- _Reading text_
Amateur hour
If you really want to date yourself, admit that you remember Ted Mack's Amateur Hour. Running from 1949 to 1970, it was the first televised amateur talent competition, the granddaddy of today's reality TV. What's new about the Internet isn't that amateurs can create content people will look at but the ability to access an audience without going through an older-media gatekeeper.
But even on the Internet, user-generated content (as the kids are calling it these days) is not new: user-uploaded messages and files are how people like CompuServe made money. But that was user-originated content. Today's user-generated content on sites like YouTube includes a mass of uploaded video, audio, and text that in fact do not belong to the users but to third parties. These issues are contentious; so much so that Ian Fletcher, the CEO of he UK's Intellectual Property Office, bailed at the thought of appearing before an audience that might publish his remarks out of context on the Net.
To hear media representatives tell it at today's Amateur Hour conference, they regarded it with a pretty benign eye for quite a while.
It wasn't, said Lisa Stancati, assistant general counsel for ESPN, until Google bought YouTube that everyone got mad. "If Google is going to be making money from my content I have a serious problem with that."
Well, fair enough. But how did it get to be your content? Media companies love theoretically paying artists when they want to expand copyright. Come contract time it's a different story, as the tableful from Actors Equity knew all too well. And what about the content of the future?
Marni Pedorella, vice president of NBC Universal, notes that the site the company runs for Battlestar Galactica fans provides raw materials for users to play with. If they upload the mashed-up results, however, NBC takes a royalty-free license in perpetuity. Are older media hoping new media will become a source of what Brian Murphy is calling CGC – for "cheaply generated content". Like reality TV?
Heather Moosnick, vice president of business development for CBS Interactive, recounted CBS's moves to share its content more widely around the Net: you can watch current shows on its Web site, for example (unless you live outside the US). But, she said sadly, if people don't care about copyright – well, there might be fewer CSIs. (Threat or promise? There are three CSI shows. At least she didn't say that less "expert content" will deprive us of Cavemen.)
Because the conference was sponsored by a law school, a lot of the moderators' questions centered on things like: How do you see your risks developing? What is your liability? What about international laws?
And: what is the difference between a professional and an amateur? You might argue that it doesn't matter as long as the content is interesting, but when it comes to the shield laws that allow journalists to protect their sources the difference is important. Should every blogger – hundreds of millions of them – have the right ? Just the ones with mass audiences who make a living from running AdSense alongside their postings? None? Is a blogger with an audience of 100,000 of the most important people in American politics more or less worthy of protection than a guy writing for a local paper with a circulation of 10,000? Is a fan taking pictures of Lindsay Lohan with a cell phone subject to California's new law limiting paparazzi?

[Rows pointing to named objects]
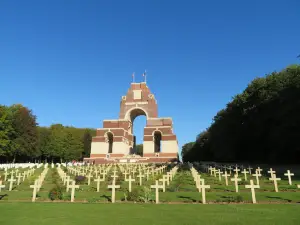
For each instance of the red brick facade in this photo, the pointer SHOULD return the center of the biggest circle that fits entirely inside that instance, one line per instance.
(138, 101)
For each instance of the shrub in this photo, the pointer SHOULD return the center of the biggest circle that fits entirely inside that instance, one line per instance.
(146, 195)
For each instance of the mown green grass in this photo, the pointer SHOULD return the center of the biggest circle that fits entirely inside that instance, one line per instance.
(164, 214)
(181, 190)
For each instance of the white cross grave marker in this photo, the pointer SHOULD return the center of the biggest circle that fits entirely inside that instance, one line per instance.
(252, 187)
(35, 187)
(226, 177)
(274, 179)
(289, 174)
(236, 180)
(98, 180)
(1, 185)
(245, 173)
(73, 186)
(156, 187)
(11, 181)
(203, 187)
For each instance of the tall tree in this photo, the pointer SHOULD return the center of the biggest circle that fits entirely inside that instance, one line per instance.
(261, 124)
(87, 140)
(25, 136)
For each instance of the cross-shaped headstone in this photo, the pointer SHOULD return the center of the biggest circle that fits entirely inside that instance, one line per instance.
(164, 179)
(236, 170)
(236, 180)
(252, 187)
(23, 176)
(5, 175)
(250, 169)
(125, 174)
(147, 174)
(113, 191)
(129, 180)
(73, 186)
(156, 187)
(68, 179)
(214, 171)
(210, 170)
(289, 174)
(259, 170)
(1, 185)
(98, 180)
(114, 177)
(141, 176)
(274, 179)
(203, 187)
(89, 178)
(19, 178)
(11, 181)
(35, 186)
(271, 172)
(257, 175)
(245, 173)
(225, 175)
(219, 173)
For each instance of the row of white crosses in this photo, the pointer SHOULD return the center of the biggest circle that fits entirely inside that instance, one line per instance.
(113, 186)
(200, 184)
(66, 180)
(11, 180)
(236, 179)
(257, 174)
(38, 183)
(168, 178)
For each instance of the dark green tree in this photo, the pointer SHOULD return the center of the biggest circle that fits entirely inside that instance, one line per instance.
(259, 125)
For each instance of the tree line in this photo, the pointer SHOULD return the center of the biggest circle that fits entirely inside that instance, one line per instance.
(259, 125)
(22, 140)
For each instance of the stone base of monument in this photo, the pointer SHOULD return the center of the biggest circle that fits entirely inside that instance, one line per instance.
(129, 159)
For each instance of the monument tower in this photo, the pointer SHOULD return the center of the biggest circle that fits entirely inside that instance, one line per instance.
(115, 141)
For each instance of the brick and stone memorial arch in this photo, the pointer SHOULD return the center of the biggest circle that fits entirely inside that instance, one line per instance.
(115, 142)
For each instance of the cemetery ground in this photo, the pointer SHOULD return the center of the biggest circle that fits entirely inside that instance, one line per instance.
(180, 203)
(136, 214)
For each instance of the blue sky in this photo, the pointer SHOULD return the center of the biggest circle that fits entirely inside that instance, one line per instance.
(71, 61)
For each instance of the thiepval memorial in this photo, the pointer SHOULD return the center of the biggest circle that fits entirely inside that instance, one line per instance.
(115, 142)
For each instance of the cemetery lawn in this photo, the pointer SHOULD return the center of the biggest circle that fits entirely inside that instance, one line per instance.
(163, 214)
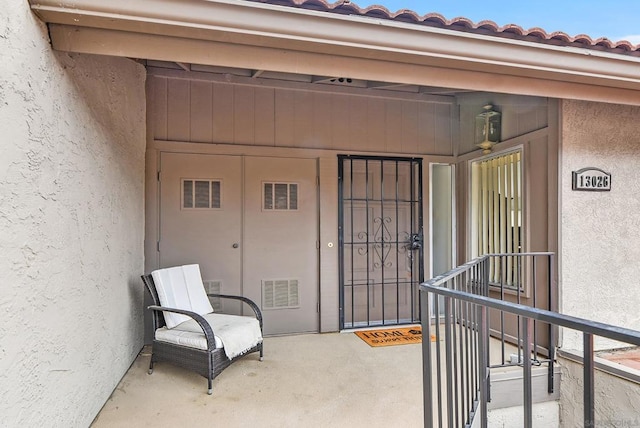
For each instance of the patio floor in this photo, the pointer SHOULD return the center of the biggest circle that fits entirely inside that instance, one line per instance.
(316, 380)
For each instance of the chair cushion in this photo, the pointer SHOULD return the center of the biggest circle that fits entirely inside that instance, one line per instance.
(181, 287)
(237, 334)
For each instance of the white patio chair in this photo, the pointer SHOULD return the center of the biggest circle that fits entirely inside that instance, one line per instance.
(188, 333)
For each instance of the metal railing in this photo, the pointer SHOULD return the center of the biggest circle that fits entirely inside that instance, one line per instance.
(456, 384)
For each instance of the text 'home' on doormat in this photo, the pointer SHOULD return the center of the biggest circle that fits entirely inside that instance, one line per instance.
(391, 337)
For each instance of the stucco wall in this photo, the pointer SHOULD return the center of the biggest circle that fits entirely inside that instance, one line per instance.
(616, 400)
(600, 231)
(71, 225)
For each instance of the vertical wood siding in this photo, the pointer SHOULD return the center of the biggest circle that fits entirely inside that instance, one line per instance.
(213, 112)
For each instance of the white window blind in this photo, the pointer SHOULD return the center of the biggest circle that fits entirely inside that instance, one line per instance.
(496, 186)
(280, 196)
(201, 194)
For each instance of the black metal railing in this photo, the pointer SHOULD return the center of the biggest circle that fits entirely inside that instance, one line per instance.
(456, 372)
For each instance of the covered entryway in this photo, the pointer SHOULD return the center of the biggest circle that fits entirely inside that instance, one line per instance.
(252, 225)
(380, 236)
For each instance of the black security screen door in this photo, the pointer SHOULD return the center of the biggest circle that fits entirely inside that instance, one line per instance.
(380, 240)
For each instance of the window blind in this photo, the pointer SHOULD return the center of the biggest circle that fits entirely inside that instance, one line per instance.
(497, 213)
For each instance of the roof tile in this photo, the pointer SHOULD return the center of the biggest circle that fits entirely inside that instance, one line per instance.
(512, 31)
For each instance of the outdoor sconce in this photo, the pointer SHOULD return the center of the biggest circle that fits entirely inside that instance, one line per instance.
(487, 129)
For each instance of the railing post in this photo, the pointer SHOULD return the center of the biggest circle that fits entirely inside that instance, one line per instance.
(527, 327)
(448, 355)
(427, 398)
(483, 369)
(552, 328)
(589, 388)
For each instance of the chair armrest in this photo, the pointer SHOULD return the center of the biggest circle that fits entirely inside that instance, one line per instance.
(202, 322)
(246, 300)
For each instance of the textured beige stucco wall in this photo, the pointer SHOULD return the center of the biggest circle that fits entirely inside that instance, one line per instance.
(600, 231)
(72, 140)
(616, 400)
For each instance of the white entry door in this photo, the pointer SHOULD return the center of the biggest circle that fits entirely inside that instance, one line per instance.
(252, 225)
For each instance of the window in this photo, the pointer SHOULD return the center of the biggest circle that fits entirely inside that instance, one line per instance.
(280, 196)
(496, 201)
(201, 194)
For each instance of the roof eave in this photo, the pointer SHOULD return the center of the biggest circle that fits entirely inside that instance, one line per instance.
(249, 24)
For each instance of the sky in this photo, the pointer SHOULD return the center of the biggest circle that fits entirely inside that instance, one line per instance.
(614, 19)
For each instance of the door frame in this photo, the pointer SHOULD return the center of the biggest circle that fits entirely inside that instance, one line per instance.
(417, 189)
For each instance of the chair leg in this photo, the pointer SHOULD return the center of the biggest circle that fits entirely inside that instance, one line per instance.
(210, 377)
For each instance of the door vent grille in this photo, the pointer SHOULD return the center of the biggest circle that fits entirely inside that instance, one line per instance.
(280, 294)
(214, 287)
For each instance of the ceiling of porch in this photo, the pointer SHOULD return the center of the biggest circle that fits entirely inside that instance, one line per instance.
(326, 81)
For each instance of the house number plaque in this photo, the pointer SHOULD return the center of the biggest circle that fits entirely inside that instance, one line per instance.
(591, 179)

- _Task prompt_
Render this sentence from the Amateur Hour text in Spanish: "Media companies love theoretically paying artists when they want to expand copyright." Answer using the Amateur Hour text alone.

- _Solution below_
A las compañías de medios les encanta pagar teóricamente a los artistas cuando quieren ampliar los derechos de autor.